# [Cose da fare]
1. Trascrivi dal brano sulla malattia di Patrizia la parte che comincia con "Due anni di" e prosegue fino a "verso la fine.".
2. Secondo il brano sulla malattia di Patrizia, perché anche il più piccolo gesto acquista solennità? Rispondi in una, due o tre frasi.
3. Riprendi il brano sulla malattia di Patrizia e proseguilo a partire dall'ultima frase riportata.

# [Brano di riferimento]
.....

“Quando curi una malattia puoi vincere o perdere, quando ti prendi cura di una persona vinci sempre” così recita una celebre frase del film dedicato a Patch Adams. Una frase che hanno fatto propria anche i medici, gli infermieri, gli operatori che si sono presi cura di Patrizia durante la malattia.
Due anni di calvario, in cui suo marito Paolo e suo fratello Roberto non l’hanno mai lasciata. Ma hanno incontrato fin da subito il sostegno e il supporto morale dei medici che si sono presi cura della giovane donna, cercando, laddove una guarigione non era più possibile, di accompagnarla nel modo meno doloroso verso la fine.
Il marito definisce quei dottori “Veri e propri angeli. Devo ringraziare il dottor Nepi, il dottor Lanfredini, il dottor Sodi e la dottoressa Falsetta.”
Dal momento in cui, a Milano, viene detto alla famiglia di Patrizia che non c’è più niente da fare, vivere si trasforma nella paura di un momento ineluttabile, ma anche nella ritrovata importanza per ogni attimo. Persino il più piccolo gesto acquista solennità perché potrebbe essere l’ultimo. E se ad andarsene è una sorella come per Roberto o la compagna di vita e moglie da ventinove anni come per Paolo, allora si fa di tutto per non perdersi più nulla.

.....

# [Record forniti]
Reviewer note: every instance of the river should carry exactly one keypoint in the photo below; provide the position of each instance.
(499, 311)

.....

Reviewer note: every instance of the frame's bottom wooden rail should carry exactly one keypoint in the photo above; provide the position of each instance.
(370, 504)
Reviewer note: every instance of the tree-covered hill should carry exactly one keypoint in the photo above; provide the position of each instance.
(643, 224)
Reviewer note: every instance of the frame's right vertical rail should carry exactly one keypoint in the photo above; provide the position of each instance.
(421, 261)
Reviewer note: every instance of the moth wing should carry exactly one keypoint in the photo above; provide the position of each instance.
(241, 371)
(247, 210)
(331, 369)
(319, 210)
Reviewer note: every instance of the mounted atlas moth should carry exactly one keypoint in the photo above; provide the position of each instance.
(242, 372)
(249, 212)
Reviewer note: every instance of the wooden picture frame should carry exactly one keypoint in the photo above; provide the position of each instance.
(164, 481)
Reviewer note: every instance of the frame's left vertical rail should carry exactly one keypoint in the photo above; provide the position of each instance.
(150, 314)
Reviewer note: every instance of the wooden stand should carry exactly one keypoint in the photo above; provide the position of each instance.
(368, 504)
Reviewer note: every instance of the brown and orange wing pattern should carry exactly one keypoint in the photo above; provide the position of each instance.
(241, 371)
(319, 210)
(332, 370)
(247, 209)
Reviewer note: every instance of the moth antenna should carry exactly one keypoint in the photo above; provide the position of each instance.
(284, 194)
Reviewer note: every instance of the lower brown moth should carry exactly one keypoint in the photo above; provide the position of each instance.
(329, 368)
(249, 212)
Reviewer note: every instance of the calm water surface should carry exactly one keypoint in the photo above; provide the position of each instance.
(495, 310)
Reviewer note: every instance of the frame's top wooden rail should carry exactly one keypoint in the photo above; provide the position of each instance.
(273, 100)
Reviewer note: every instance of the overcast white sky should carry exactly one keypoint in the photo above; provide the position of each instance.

.....

# [Risultati attesi]
1.
Due anni di calvario, in cui suo marito Paolo e suo fratello Roberto non l’hanno mai lasciata. Ma hanno incontrato fin da subito il sostegno e il supporto morale dei medici che si sono presi cura della giovane donna, cercando, laddove una guarigione non era più possibile, di accompagnarla nel modo meno doloroso verso la fine.

2. Anche il più piccolo gesto acquista solennità perché potrebbe essere l'ultimo. Questo accade dal momento in cui alla famiglia di Patrizia viene detto che non c'è più niente da fare.

3.
Anche a questo serve l’hospice, dove Patrizia ha trascorso i suoi ultimi tre mesi di vita. Certo ad avere ogni sostegno necessario, da quello medico a quello infermieristico a quello psicologico, ma anche a poter trascorrere quei momenti con le persone che si amano di più. All’hospice infatti c’è la possibilità per i familiari, di pernottare con il parente ricoverato, di poter stare con lui 24 ore su 24.
E’proprio all’hospice di Campostaggia, a Poggibonsi, in provincia di Siena, che Paolo e Roberto vogliono esprimere una profonda gratitudine: a tutti coloro che lavorano lì, a tutto il personale, va la riconoscenza per aver accudito Patrizia con grande dolcezza. e anche per il sostegno offerto a loro, nei momenti più bui della malattia. “Abbiamo deciso infatti di chiedere, sin dal funerale, donazioni, anziché fiori, per l’hospice. Oggi stiamo continuando a raccogliere fondi per la struttura che in quei mesi è stata una casa, una famiglia”.